■ **Natural language region descriptions**:
#####

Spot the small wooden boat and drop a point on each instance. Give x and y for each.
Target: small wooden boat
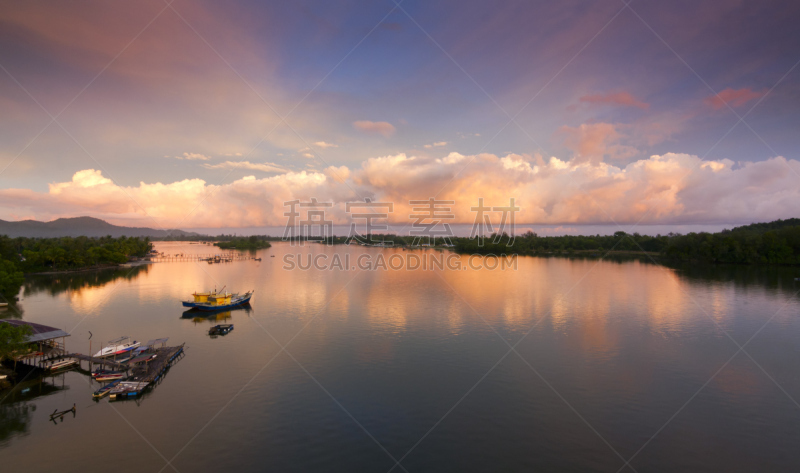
(213, 301)
(110, 376)
(220, 329)
(102, 372)
(105, 389)
(143, 358)
(117, 347)
(60, 364)
(127, 389)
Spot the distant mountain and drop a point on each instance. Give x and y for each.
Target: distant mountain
(81, 226)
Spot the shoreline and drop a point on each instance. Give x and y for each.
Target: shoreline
(130, 264)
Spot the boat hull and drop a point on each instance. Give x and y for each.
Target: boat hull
(206, 307)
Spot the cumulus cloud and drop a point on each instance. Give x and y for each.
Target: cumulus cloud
(621, 99)
(592, 142)
(323, 145)
(264, 167)
(733, 97)
(667, 189)
(194, 157)
(379, 128)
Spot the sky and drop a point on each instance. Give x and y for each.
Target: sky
(214, 114)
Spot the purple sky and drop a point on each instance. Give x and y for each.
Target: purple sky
(180, 109)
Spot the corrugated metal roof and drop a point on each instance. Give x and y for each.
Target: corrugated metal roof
(40, 332)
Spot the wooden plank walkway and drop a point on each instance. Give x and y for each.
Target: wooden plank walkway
(215, 257)
(99, 361)
(145, 374)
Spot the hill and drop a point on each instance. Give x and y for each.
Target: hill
(81, 226)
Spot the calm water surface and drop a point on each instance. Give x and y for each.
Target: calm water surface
(613, 361)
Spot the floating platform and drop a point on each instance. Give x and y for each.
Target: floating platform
(144, 375)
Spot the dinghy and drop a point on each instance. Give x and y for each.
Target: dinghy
(221, 329)
(105, 389)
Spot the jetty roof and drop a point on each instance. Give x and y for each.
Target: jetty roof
(40, 332)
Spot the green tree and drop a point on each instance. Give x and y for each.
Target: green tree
(13, 339)
(11, 280)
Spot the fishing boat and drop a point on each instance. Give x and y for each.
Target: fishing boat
(117, 347)
(127, 389)
(143, 358)
(105, 389)
(101, 372)
(220, 329)
(60, 364)
(212, 301)
(110, 376)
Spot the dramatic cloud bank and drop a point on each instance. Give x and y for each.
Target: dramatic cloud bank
(671, 188)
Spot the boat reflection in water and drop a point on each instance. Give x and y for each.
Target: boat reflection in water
(213, 317)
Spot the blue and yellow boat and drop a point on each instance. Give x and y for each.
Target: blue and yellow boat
(213, 301)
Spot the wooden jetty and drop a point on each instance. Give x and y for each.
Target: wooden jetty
(98, 361)
(145, 374)
(141, 375)
(226, 257)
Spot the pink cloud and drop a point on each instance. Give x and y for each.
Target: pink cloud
(733, 97)
(591, 142)
(622, 99)
(670, 188)
(380, 128)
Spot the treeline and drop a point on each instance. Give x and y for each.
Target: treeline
(745, 245)
(33, 255)
(532, 244)
(253, 242)
(775, 242)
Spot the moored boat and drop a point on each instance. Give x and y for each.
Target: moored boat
(60, 364)
(211, 301)
(105, 389)
(110, 376)
(220, 329)
(117, 347)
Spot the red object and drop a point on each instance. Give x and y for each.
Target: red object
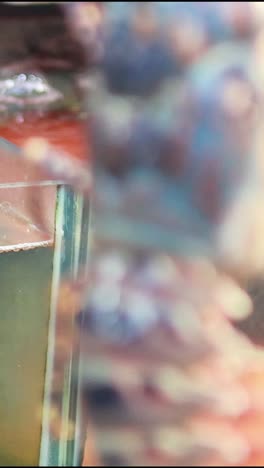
(64, 131)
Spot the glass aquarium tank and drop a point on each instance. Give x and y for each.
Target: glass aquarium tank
(43, 239)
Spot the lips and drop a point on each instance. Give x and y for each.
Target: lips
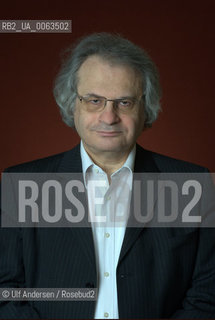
(109, 133)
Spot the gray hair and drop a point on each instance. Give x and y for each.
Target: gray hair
(115, 49)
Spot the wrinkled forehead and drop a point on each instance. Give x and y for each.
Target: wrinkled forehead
(100, 72)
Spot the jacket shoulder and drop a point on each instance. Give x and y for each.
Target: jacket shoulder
(167, 164)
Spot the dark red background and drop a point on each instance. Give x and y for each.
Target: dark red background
(178, 34)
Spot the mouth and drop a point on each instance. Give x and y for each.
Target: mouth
(108, 133)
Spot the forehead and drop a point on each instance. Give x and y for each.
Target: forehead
(97, 75)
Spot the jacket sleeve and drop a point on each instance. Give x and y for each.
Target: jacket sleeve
(199, 301)
(12, 274)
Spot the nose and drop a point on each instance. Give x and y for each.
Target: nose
(109, 114)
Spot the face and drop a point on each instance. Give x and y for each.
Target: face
(109, 130)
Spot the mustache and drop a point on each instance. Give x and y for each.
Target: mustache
(106, 127)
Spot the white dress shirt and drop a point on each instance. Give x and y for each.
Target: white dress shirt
(109, 203)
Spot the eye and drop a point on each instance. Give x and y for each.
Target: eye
(95, 101)
(125, 103)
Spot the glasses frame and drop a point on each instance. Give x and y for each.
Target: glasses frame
(115, 101)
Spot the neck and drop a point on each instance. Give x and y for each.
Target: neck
(109, 162)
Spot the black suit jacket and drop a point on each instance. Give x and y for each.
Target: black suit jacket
(162, 272)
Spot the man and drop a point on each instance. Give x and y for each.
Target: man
(109, 90)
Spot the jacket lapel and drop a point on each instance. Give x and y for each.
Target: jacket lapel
(71, 163)
(144, 162)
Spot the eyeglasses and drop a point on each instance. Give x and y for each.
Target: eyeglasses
(94, 103)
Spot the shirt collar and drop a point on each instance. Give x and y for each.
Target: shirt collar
(87, 162)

#####

■ **What you need to do**:
Only one stretch of the data above is needed. Restate it word for word, from the line containing "Target: dramatic cloud bank" through the line containing "Spot the wooden jetty", both ends included.

■ **Your response**:
Target: dramatic cloud bank
(671, 188)
Spot the boat reflection in water and drop a point on each instance. Give x and y for each.
Target: boat reflection in water
(213, 317)
Spot the blue and yellow boat and drop a point on each instance. Give x and y for each.
Target: blue and yellow boat
(213, 301)
Spot the wooden jetty and drop a point on each instance. Give x and y for each.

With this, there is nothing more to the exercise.